▸ What is required: Return every line of these entries verbatim, omitting the pictures.

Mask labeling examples
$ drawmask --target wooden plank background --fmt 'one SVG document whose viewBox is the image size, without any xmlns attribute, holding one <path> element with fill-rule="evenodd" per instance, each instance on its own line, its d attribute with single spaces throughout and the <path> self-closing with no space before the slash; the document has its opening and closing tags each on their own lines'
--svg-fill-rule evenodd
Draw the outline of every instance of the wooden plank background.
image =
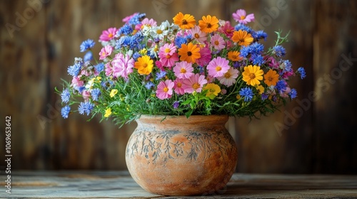
<svg viewBox="0 0 357 199">
<path fill-rule="evenodd" d="M 54 87 L 61 87 L 61 77 L 69 80 L 67 67 L 84 55 L 81 43 L 97 40 L 102 30 L 121 26 L 121 18 L 136 11 L 161 22 L 178 11 L 229 20 L 238 9 L 255 14 L 252 26 L 268 33 L 267 46 L 274 31 L 291 31 L 286 58 L 295 69 L 304 66 L 308 77 L 292 82 L 298 100 L 280 112 L 230 120 L 237 171 L 357 174 L 353 0 L 1 1 L 0 118 L 11 116 L 12 168 L 126 169 L 125 147 L 135 124 L 119 129 L 110 122 L 60 116 Z M 98 45 L 94 52 L 99 50 Z M 278 131 L 277 124 L 286 126 Z M 4 121 L 0 129 L 4 157 Z"/>
</svg>

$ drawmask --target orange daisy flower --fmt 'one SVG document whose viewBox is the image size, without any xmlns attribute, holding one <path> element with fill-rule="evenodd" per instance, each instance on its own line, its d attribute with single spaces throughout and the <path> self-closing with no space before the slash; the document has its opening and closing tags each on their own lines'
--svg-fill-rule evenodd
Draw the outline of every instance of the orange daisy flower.
<svg viewBox="0 0 357 199">
<path fill-rule="evenodd" d="M 279 74 L 278 74 L 276 71 L 271 69 L 264 75 L 264 83 L 268 87 L 271 85 L 275 86 L 279 80 Z"/>
<path fill-rule="evenodd" d="M 218 30 L 218 19 L 215 16 L 207 15 L 207 16 L 202 16 L 202 20 L 198 21 L 198 26 L 201 31 L 209 33 Z"/>
<path fill-rule="evenodd" d="M 232 41 L 239 45 L 247 46 L 253 42 L 253 37 L 247 31 L 239 30 L 233 33 Z"/>
<path fill-rule="evenodd" d="M 239 56 L 241 53 L 237 50 L 235 51 L 229 51 L 228 52 L 228 58 L 232 61 L 238 61 L 242 59 L 241 57 Z"/>
<path fill-rule="evenodd" d="M 183 15 L 181 12 L 179 12 L 173 19 L 174 23 L 178 25 L 182 29 L 190 29 L 196 25 L 195 17 L 191 14 L 186 14 Z"/>
<path fill-rule="evenodd" d="M 196 59 L 201 58 L 200 48 L 191 42 L 188 45 L 183 43 L 178 49 L 178 55 L 180 60 L 194 63 Z"/>
</svg>

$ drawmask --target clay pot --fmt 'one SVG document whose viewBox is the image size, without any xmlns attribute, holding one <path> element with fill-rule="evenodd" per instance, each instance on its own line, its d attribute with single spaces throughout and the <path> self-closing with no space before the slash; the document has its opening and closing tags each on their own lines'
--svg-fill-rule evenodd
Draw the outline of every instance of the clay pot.
<svg viewBox="0 0 357 199">
<path fill-rule="evenodd" d="M 219 193 L 232 176 L 237 148 L 228 116 L 146 116 L 126 146 L 128 169 L 146 190 L 165 195 Z"/>
</svg>

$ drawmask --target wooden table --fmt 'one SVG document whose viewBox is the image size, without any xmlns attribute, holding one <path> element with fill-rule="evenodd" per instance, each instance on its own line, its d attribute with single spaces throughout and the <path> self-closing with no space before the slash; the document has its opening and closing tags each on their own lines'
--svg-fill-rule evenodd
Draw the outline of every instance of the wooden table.
<svg viewBox="0 0 357 199">
<path fill-rule="evenodd" d="M 11 194 L 0 173 L 0 198 L 357 198 L 357 176 L 235 173 L 213 195 L 164 197 L 149 193 L 127 171 L 11 171 Z"/>
</svg>

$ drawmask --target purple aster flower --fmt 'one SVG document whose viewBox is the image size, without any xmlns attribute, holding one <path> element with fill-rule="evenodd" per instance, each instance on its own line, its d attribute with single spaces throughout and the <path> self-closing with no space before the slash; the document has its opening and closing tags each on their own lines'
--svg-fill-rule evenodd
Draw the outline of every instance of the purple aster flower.
<svg viewBox="0 0 357 199">
<path fill-rule="evenodd" d="M 273 53 L 275 54 L 278 58 L 283 57 L 286 53 L 285 48 L 281 45 L 276 45 L 273 47 Z"/>
<path fill-rule="evenodd" d="M 70 97 L 71 95 L 69 94 L 69 91 L 68 90 L 68 89 L 64 90 L 61 94 L 61 98 L 62 99 L 62 102 L 64 103 L 68 103 Z"/>
<path fill-rule="evenodd" d="M 298 96 L 298 92 L 296 91 L 296 89 L 293 88 L 290 91 L 289 95 L 290 95 L 290 97 L 291 97 L 291 99 L 293 99 Z"/>
<path fill-rule="evenodd" d="M 98 99 L 99 98 L 99 95 L 101 95 L 101 90 L 99 88 L 92 90 L 91 95 L 93 100 L 98 101 Z"/>
<path fill-rule="evenodd" d="M 175 109 L 178 108 L 179 105 L 180 105 L 180 102 L 178 101 L 175 101 L 175 102 L 174 102 L 174 104 L 172 104 L 172 106 L 174 107 L 174 108 Z"/>
<path fill-rule="evenodd" d="M 241 89 L 239 95 L 244 98 L 244 102 L 251 101 L 253 96 L 254 96 L 254 93 L 253 93 L 253 90 L 250 87 L 243 87 Z"/>
<path fill-rule="evenodd" d="M 71 107 L 67 105 L 61 109 L 61 114 L 62 115 L 63 118 L 67 119 L 70 112 L 71 112 Z"/>
<path fill-rule="evenodd" d="M 79 63 L 75 63 L 68 68 L 67 72 L 69 75 L 75 77 L 77 76 L 81 70 L 81 64 Z"/>
<path fill-rule="evenodd" d="M 92 103 L 89 102 L 81 102 L 79 107 L 78 107 L 78 111 L 81 114 L 84 114 L 85 113 L 86 113 L 87 115 L 89 115 L 94 107 L 94 104 L 93 104 Z"/>
<path fill-rule="evenodd" d="M 89 49 L 92 48 L 95 44 L 96 43 L 91 39 L 87 39 L 83 41 L 80 46 L 81 52 L 84 52 Z"/>
<path fill-rule="evenodd" d="M 305 69 L 303 69 L 303 68 L 300 67 L 299 68 L 298 68 L 298 72 L 300 73 L 301 80 L 306 77 L 306 73 L 305 72 Z"/>
</svg>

▸ Correct output:
$ drawmask --target wooden plank background --fmt 'one SVG document whose viewBox is the image size, without any xmlns attribute, holding one <path> element with fill-rule="evenodd" per instance, each instance on its own line, its d attribute with single spaces throughout and the <path> self-closing with no space before the slash; the document has its opening and closing tags each on their own lines'
--svg-fill-rule evenodd
Draw the outline of every instance of the wooden plank background.
image =
<svg viewBox="0 0 357 199">
<path fill-rule="evenodd" d="M 54 87 L 61 87 L 61 77 L 69 80 L 67 67 L 84 55 L 81 43 L 97 40 L 102 30 L 121 26 L 121 18 L 136 11 L 161 22 L 178 11 L 229 20 L 238 9 L 255 14 L 252 26 L 268 33 L 267 46 L 274 31 L 291 31 L 286 58 L 295 69 L 304 66 L 308 77 L 292 82 L 298 100 L 280 112 L 230 120 L 237 171 L 357 174 L 353 0 L 1 1 L 0 118 L 11 116 L 12 168 L 126 169 L 125 147 L 135 124 L 119 129 L 110 122 L 60 116 Z M 98 45 L 94 52 L 99 50 Z M 278 131 L 277 124 L 286 126 Z M 4 121 L 0 129 L 4 157 Z"/>
</svg>

$ drawmask --target orange daisy flower --fmt 'one SVG document whose viewBox is the image size, without any xmlns attribute, holding one <path> element with fill-rule="evenodd" per instance, each instance on its own line, its d attribute with single spaces throughout and the <path> self-closing with no space before the slash; the document has its opening and closing tags each on their own lines'
--svg-fill-rule evenodd
Draw the outline of every instance of the orange daisy flower.
<svg viewBox="0 0 357 199">
<path fill-rule="evenodd" d="M 279 74 L 278 74 L 276 71 L 271 69 L 264 75 L 264 83 L 268 87 L 271 85 L 275 86 L 279 80 Z"/>
<path fill-rule="evenodd" d="M 218 30 L 218 19 L 215 16 L 207 15 L 207 16 L 202 16 L 202 20 L 198 21 L 198 26 L 201 31 L 209 33 Z"/>
<path fill-rule="evenodd" d="M 232 41 L 239 45 L 247 46 L 253 42 L 253 37 L 247 31 L 239 30 L 233 33 Z"/>
<path fill-rule="evenodd" d="M 239 56 L 241 53 L 237 50 L 235 51 L 229 51 L 228 52 L 228 58 L 232 61 L 238 61 L 242 59 L 241 57 Z"/>
<path fill-rule="evenodd" d="M 183 15 L 181 12 L 179 12 L 173 19 L 174 23 L 178 25 L 182 29 L 190 29 L 196 25 L 195 17 L 191 14 L 186 14 Z"/>
<path fill-rule="evenodd" d="M 196 59 L 201 58 L 200 48 L 191 42 L 188 45 L 183 43 L 178 49 L 178 55 L 180 60 L 194 63 Z"/>
</svg>

$ drawmask --target clay pot --fmt 'one SVG document whose viewBox is the image size, without any xmlns attribute, holding one <path> element with fill-rule="evenodd" per instance, each instance on its own line, its d attribute with single spaces throughout and the <path> self-closing with no space before the slash; the document has its opening and closing tags each on their own lines'
--svg-fill-rule evenodd
Draw the outline of every instance of the clay pot.
<svg viewBox="0 0 357 199">
<path fill-rule="evenodd" d="M 219 193 L 232 176 L 237 148 L 228 116 L 146 116 L 126 146 L 128 169 L 146 190 L 165 195 Z"/>
</svg>

$ drawmask --target wooden table --fmt 'one SVG document whose viewBox is the image size, without any xmlns attribute, holding one <path> element with fill-rule="evenodd" per instance, each instance on its own line, its d attribute with single spaces throughout and the <path> self-closing with no space before the slash; the document has its opening and closing tags each on their own lines'
--svg-fill-rule evenodd
Draw the outline of every instance of the wooden table.
<svg viewBox="0 0 357 199">
<path fill-rule="evenodd" d="M 11 194 L 0 173 L 0 198 L 357 198 L 357 176 L 235 173 L 213 195 L 164 197 L 149 193 L 127 171 L 11 171 Z"/>
</svg>

$ drawmask --target purple aster flower --fmt 'one SVG document whose viewBox is the image size, without any xmlns attribute, holding one <path> element with fill-rule="evenodd" per instance, each instance on its own line, its d attribute with single spaces throughout and the <path> self-closing with no space before the slash; the document has its opening and closing tags each on their own lines'
--svg-fill-rule evenodd
Draw the outline of every instance of the purple aster flower.
<svg viewBox="0 0 357 199">
<path fill-rule="evenodd" d="M 273 53 L 275 54 L 278 58 L 283 57 L 286 53 L 285 48 L 281 45 L 276 45 L 273 47 Z"/>
<path fill-rule="evenodd" d="M 70 97 L 71 95 L 69 94 L 69 91 L 68 90 L 68 89 L 64 90 L 61 94 L 61 98 L 62 99 L 62 102 L 64 103 L 68 103 Z"/>
<path fill-rule="evenodd" d="M 298 96 L 298 92 L 296 91 L 296 89 L 293 88 L 290 91 L 289 95 L 290 95 L 290 97 L 291 97 L 291 99 L 293 99 Z"/>
<path fill-rule="evenodd" d="M 98 99 L 99 98 L 99 95 L 101 95 L 101 90 L 99 88 L 92 90 L 91 95 L 93 100 L 98 101 Z"/>
<path fill-rule="evenodd" d="M 175 109 L 178 108 L 179 105 L 180 105 L 180 102 L 178 101 L 175 101 L 175 102 L 174 102 L 174 104 L 172 104 L 172 106 L 174 107 L 174 108 Z"/>
<path fill-rule="evenodd" d="M 241 89 L 239 95 L 244 98 L 244 102 L 251 101 L 253 96 L 254 96 L 254 93 L 253 93 L 253 90 L 250 87 L 243 87 Z"/>
<path fill-rule="evenodd" d="M 71 107 L 67 105 L 61 109 L 61 114 L 62 115 L 63 118 L 67 119 L 70 112 L 71 112 Z"/>
<path fill-rule="evenodd" d="M 79 63 L 75 63 L 68 68 L 67 72 L 69 75 L 75 77 L 77 76 L 81 70 L 81 64 Z"/>
<path fill-rule="evenodd" d="M 92 103 L 89 102 L 81 102 L 79 107 L 78 107 L 78 111 L 81 114 L 84 114 L 85 113 L 86 113 L 87 115 L 89 115 L 94 107 L 94 104 L 93 104 Z"/>
<path fill-rule="evenodd" d="M 89 49 L 92 48 L 95 44 L 96 43 L 91 39 L 87 39 L 83 41 L 80 46 L 81 52 L 84 52 Z"/>
<path fill-rule="evenodd" d="M 305 69 L 303 69 L 303 68 L 300 67 L 299 68 L 298 68 L 298 72 L 300 73 L 301 80 L 306 77 L 306 73 L 305 72 Z"/>
</svg>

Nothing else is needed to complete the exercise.